#### Brano fornito ####
L’Imu (Imposta Municipale Propria) dal 2012 ha preso il posto dell’Ici, che era stata a sua volta istituita con il Dlgs n. 504/1992. L’articolo 7 ne disciplinava le esenzioni.

Con la sentenza n. 4645 dell’8 marzo 2004 la Cassazione, chiamata a pronunciarsi sull’uso quale casa di cura e pensionato di alcuni immobili di proprietà dell’Istituto Religioso del Sacro Cuore, ribadì autorevolmente che, trattandosi di attività «oggettivamente commerciali», gli immobili oggetto del contenzioso non potevano rientrare nell’ambito dell’esenzione. Nel quadro del Decreto Fiscale collegato alla Legge Finanziaria 2006, il parlamento decise di andare contro la sentenza della Cassazione ed estese l’esenzione Ici anche agli immobili di proprietà ecclesiastica adibiti a scopi commerciali. Il decreto legge n. 223/2006 successivamente eliminò l’esenzione totale, stabilendo che la stessa «si intende applicabile alle attività che non abbiano esclusivamente natura commerciale»: in pratica, era sufficiente che all’interno dell’immobile destinato ad attività commerciale si mantenesse anche solo una piccola struttura destinata ad attività religiose per garantire l’esenzione dall’Ici all’intero edificio. Una decisione che non piacque alla Commissione Europea la quale, in seguito a una denuncia dei radicali, aprì un’inchiesta contro il governo italiano per sospetti «aiuti di Stato» alla Chiesa e violazione delle norme comunitarie sulla concorrenza, inchiesta terminata nel 2016 con un nulla di fatto, facendo risparmiare alla Chiesa cattolica tra i 4 e i 5 miliardi di euro.

Secondo le stime dell’Associazione Nazionale Comuni Italiani, diffuse nel settembre 2005, il provvedimento relativo alla finanziaria 2006 avrebbe comportato un ammanco nelle casse comunali di circa 200-300 milioni di euro, 20-25 soltanto a Roma (25,5 secondo lo stesso Comune di Roma, scriveva L’Espresso dell’8 settembre 2011). Maltese, a p. 62, scrive che alla stima Anci vanno aggiunti «gli immobili considerati unilateralmente esenti da sempre e mai dichiarati ai Comuni, per giungere a un mancato gettito complessivo valutato per difetto intorno a 1 miliardo di euro l’anno». Folena, a p. 42, replica così all’articolo di Maltese pubblicato su Repubblica che ha costituito l’origine di questo passaggio ne La questua: «Unilateralmente? Assurdo: sarebbe come se ciascuno di noi, persona fisica, decidesse di ritenersi “unilateralmente esente” dall’Irpef e così non pagasse le tasse. Tanto assurdo che questo passaggio nel libro scompare». Non è vero, come si può notare. E ovviamente era possibile evadere totalmente l’Ici, perché era sufficiente non aver cominciato a pagarla a suo tempo sulla base della legge del 1992, cambiare l’uso dell’edificio in senso commerciale, e non comunicare tale modifica.
#### Voci ####
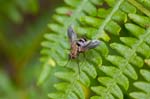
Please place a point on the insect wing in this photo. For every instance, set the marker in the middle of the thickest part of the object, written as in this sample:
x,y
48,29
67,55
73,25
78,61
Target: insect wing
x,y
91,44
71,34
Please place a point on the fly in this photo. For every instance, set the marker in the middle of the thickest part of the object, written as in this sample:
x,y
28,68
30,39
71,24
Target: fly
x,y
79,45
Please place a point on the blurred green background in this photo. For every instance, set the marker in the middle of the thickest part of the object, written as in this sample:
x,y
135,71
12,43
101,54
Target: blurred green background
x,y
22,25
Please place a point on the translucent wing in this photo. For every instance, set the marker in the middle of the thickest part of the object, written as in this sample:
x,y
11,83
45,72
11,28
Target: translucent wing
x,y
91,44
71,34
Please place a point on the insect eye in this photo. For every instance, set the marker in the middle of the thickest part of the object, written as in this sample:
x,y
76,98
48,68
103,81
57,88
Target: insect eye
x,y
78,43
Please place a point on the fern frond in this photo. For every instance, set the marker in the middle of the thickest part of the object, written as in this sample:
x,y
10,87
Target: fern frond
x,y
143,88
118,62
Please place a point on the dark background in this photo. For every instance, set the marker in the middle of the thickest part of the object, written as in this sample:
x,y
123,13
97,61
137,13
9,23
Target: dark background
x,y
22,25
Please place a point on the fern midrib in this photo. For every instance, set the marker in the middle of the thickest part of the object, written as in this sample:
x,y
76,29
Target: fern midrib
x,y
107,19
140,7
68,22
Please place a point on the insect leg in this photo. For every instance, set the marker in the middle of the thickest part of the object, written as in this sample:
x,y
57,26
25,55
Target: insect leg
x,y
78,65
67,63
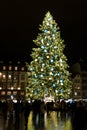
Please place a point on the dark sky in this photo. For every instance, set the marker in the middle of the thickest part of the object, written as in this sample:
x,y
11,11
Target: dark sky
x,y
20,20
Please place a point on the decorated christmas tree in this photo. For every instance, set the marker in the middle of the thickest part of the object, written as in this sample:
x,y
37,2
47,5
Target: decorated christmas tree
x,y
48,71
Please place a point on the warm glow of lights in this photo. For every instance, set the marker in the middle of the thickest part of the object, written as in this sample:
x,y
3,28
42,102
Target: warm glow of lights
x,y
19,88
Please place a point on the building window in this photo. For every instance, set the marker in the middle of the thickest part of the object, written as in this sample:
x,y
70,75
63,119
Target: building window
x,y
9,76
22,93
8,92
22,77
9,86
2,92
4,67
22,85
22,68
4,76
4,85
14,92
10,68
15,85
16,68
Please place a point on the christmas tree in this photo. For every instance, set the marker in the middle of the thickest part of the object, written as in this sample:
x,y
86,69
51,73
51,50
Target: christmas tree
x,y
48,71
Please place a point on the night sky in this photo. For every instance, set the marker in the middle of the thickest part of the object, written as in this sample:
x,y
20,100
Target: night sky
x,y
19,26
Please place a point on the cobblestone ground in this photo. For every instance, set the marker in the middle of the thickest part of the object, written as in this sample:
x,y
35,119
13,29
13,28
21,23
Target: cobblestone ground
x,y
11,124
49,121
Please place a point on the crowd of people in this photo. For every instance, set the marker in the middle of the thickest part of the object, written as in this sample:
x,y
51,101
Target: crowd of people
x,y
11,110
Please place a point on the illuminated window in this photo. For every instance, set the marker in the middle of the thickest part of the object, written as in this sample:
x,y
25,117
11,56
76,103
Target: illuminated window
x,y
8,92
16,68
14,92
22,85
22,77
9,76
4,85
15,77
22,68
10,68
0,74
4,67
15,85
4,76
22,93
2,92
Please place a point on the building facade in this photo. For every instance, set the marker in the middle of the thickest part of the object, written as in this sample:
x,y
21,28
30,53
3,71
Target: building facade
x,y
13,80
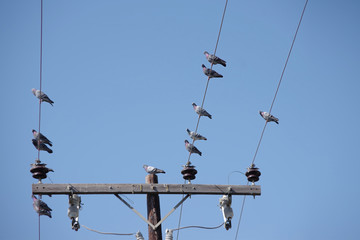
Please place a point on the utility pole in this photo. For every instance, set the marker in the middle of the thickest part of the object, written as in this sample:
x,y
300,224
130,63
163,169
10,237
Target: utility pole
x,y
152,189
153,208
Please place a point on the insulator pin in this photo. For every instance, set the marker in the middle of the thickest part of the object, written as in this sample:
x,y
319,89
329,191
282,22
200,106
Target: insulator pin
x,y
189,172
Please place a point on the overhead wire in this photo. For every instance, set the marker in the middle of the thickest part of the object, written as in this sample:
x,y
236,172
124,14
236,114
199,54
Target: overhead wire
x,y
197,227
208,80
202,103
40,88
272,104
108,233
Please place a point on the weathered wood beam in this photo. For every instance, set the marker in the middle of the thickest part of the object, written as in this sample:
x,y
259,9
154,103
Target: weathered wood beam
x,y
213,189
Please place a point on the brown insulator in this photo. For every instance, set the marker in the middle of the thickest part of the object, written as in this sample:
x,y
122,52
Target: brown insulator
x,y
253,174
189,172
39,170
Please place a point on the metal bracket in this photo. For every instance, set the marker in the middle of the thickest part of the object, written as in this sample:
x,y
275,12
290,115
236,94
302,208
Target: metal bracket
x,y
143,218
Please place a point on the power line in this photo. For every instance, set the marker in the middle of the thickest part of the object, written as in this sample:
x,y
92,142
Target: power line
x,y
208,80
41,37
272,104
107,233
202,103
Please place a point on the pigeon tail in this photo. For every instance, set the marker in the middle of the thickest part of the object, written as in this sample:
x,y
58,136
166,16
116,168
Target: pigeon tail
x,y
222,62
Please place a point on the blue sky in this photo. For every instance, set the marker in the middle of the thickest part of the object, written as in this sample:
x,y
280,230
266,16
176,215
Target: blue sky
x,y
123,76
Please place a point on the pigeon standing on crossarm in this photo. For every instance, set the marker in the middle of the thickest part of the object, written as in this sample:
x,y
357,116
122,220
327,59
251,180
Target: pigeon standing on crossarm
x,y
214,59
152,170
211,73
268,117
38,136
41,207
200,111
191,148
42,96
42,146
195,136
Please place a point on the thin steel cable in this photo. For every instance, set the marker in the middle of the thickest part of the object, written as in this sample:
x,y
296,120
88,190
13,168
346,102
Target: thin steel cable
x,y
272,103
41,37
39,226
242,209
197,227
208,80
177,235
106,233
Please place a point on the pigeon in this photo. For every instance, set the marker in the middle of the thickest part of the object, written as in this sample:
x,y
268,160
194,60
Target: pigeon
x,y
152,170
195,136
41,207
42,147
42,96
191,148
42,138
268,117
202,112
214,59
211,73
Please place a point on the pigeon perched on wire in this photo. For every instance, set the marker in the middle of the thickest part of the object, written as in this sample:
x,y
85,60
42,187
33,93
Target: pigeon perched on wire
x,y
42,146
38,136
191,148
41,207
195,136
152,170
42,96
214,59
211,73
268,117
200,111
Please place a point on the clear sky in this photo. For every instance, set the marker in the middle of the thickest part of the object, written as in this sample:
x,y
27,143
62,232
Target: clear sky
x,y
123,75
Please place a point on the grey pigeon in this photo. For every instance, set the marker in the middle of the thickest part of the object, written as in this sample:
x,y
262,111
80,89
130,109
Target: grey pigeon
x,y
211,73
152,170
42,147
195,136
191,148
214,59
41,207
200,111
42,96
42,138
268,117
####
* **Consegna 1**:
Nel brano sull'esenzione Ici per gli immobili ecclesiastici, in quale anno è terminata l'inchiesta della Commissione Europea e con quale esito?
* **Consegna 2**:
Prosegui il brano sull'esenzione Ici per gli immobili ecclesiastici, riprendendo subito dopo la sua ultima frase.

* **Risposta finale 1**:
Nel 2016, con un nulla di fatto.

* **Risposta finale 2**:
La legge, scrivevano i giuristi, non rendeva del resto facile stabilire quali condizioni debbano ricorrere affinché un edificio di culto non debba più essere considerato tale. A p. 41 Folena sostiene che «gli alberghi pagano, e se ciò non avviene, li si induca senza remissione a pagare: senza alcuna incertezza», confermando quindi che non esiste alcun controllo ecclesiastico ‘superiore’ che verifichi la correttezza tributaria dei vari enti ecclesiastici proprietari di edifici in cui si pratica l’attività alberghiera. Lo stesso Folena, a p. 48, scrive del resto che «quella delle “celebri” Orsoline [menzionate da Maltese a mo’ di esempio di attività alberghiera esente] è in realtà una scuola. D’estate vengono messe a disposizione le stanze delle studentesse: 80 euro pensione completa in alta stagione, sconti per famiglie, i bambini pagano la metà». Ma 80 euro sono, per l’appunto, una tariffa di mercato, anzi: condizioni più care di quanto praticato sul mercato da non professionisti. E la stessa scuola probabilmente applica, nel resto dell’anno, condizioni di mercato. Una ‘Casa del clero’ che offre stanze a persone comuni è stata inoltre individuata dal segretario radicale Mario Staderini insieme a tre pensionati per studenti (cfr. sito de L’Espresso): esiti simili per un servizio di Striscia la notizia.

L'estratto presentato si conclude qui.